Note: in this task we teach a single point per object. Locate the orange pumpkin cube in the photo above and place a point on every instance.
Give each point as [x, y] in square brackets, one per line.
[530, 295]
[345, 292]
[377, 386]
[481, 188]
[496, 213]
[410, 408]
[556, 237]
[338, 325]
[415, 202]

^^^^^^^^

:: Work instructions ::
Reproduce the lines above with "pumpkin cube" changed to "pumpkin piece", leaving all other text unaltered.

:: Written solution ::
Note: in this task we teach a single point per object. Locate the orange pumpkin piece in the photo above and place a point on every instance.
Give each point as [x, y] in square brackets, one per line.
[530, 295]
[345, 292]
[377, 386]
[481, 188]
[496, 213]
[410, 408]
[556, 237]
[338, 325]
[415, 202]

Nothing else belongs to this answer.